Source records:
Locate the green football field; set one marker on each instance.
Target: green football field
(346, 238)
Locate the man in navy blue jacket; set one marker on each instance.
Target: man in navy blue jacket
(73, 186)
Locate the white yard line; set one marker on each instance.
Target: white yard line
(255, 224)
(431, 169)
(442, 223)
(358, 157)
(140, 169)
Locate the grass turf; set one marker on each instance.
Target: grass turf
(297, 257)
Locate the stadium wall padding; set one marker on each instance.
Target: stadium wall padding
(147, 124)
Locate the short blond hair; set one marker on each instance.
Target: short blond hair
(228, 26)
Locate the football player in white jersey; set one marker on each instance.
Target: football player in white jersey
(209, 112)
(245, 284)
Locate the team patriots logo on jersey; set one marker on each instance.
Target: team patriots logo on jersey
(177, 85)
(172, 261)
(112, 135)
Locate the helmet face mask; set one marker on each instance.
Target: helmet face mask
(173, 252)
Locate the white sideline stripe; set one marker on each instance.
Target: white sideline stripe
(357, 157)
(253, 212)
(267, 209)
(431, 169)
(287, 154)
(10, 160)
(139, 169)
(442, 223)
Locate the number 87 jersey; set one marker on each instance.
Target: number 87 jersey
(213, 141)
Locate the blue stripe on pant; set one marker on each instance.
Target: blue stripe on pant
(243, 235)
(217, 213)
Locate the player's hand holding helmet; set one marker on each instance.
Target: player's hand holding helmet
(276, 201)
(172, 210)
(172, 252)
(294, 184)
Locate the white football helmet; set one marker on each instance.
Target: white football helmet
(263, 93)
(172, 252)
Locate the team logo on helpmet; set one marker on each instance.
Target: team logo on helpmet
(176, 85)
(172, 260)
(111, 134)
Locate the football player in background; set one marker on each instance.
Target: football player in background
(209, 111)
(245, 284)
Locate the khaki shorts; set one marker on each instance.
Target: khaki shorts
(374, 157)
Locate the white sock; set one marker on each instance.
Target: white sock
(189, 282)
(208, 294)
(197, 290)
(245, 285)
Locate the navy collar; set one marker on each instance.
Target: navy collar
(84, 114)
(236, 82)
==
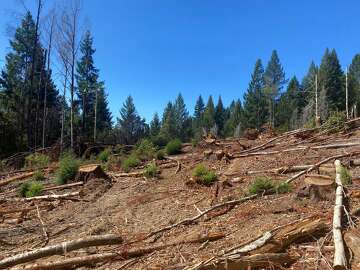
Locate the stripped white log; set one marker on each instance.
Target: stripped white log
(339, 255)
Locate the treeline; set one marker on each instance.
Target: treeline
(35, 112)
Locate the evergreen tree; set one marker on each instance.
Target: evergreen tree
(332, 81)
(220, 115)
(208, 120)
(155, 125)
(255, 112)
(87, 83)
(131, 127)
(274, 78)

* [TASK BRIEF]: An exact, complete copy of the lines above from the one with "Target: team patriots logo on jersey" through the one with "Locate the blue" is the whole answer.

* [SOLUTION FOR THIS TASK]:
Target: team patriots logo on jersey
(177, 85)
(172, 261)
(112, 135)
Locate the helmet face mask; set one marker on each instance.
Target: helmet face mask
(173, 252)
Locate the white sideline stripe; set one marker on each instance.
Target: white sideline stripe
(357, 157)
(253, 212)
(267, 209)
(431, 169)
(287, 154)
(10, 160)
(139, 169)
(442, 223)
Locate the number 87 jersey; set one marker on each instance.
Target: number 87 jersey
(213, 141)
Locate the blue stripe on pant; set one marker on each instance.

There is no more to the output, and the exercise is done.